Records from a collection
Segment Open

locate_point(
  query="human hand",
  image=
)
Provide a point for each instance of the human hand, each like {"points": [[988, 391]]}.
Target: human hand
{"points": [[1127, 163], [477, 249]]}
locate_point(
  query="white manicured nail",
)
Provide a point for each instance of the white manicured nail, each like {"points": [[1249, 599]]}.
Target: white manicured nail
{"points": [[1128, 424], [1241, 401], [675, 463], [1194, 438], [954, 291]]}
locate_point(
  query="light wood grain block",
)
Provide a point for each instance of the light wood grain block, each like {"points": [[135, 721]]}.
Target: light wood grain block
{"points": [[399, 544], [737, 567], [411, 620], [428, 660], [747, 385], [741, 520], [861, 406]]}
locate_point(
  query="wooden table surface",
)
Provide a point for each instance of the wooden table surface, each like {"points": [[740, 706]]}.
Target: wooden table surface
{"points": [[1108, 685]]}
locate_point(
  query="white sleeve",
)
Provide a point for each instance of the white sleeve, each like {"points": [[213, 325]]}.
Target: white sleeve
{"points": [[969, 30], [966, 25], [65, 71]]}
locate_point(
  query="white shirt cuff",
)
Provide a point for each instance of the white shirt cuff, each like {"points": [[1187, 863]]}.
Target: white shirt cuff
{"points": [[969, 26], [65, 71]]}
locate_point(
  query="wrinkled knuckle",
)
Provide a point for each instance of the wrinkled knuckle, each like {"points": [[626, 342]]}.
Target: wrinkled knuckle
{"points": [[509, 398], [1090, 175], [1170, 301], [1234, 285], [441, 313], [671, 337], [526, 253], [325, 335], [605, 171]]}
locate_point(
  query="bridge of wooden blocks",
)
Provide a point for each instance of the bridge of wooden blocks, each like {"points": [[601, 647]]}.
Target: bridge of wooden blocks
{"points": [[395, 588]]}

Segment Closed

**ASSIGNED TASK**
Each line above should be duplicated without any alteration.

**YOUR SOLUTION**
locate_point(
  query="human hand",
  image=
)
Provide a point for each instance of the human hand, each like {"points": [[988, 391]]}.
Target: human hand
{"points": [[1127, 163], [477, 249]]}
locate_point(
  query="white manicured nail",
)
Provide a point for each instance of the white manicured nail, each like {"points": [[1249, 599]]}.
Target: white manicured nail
{"points": [[1128, 424], [1241, 401], [675, 463], [1194, 438], [954, 291]]}
locate_point(
  query="light wood grain block",
)
Provide a point for each instance of the light wood grain block, each like {"points": [[135, 721]]}.
Target: light wood grain block
{"points": [[399, 544], [737, 567], [411, 620], [428, 660], [747, 385], [741, 520], [861, 406]]}
locate_point(
  query="wooden table surface",
)
Provide a point for each instance of the wooden table surface, each like {"points": [[740, 706]]}.
Target: wooden table surface
{"points": [[1108, 685]]}
locate_point(
  query="white sleeve",
)
Provide a point for each instance of the white sleeve, each like {"points": [[213, 325]]}.
Target: white sleeve
{"points": [[969, 30], [966, 25], [65, 71]]}
locate_point(
  query="white shirt cuff",
)
Provide a point for each instance of the white shirt cuff, each like {"points": [[1187, 863]]}.
Target: white shirt cuff
{"points": [[969, 26], [65, 71]]}
locate_point(
  query="wrinkled knuckle",
)
Provide a point for each instance of the wrinkled knuckle, each like {"points": [[626, 342]]}.
Target: wrinkled knuckle
{"points": [[509, 398], [1090, 175], [1170, 301], [1234, 285], [441, 313], [671, 337], [526, 253], [325, 335], [605, 171]]}
locate_point(
  query="bridge of wooden blocks",
)
Provide a point for each instance of the bridge of wooden blocks, each like {"points": [[601, 647]]}.
Target: bridge of wooden blocks
{"points": [[395, 588]]}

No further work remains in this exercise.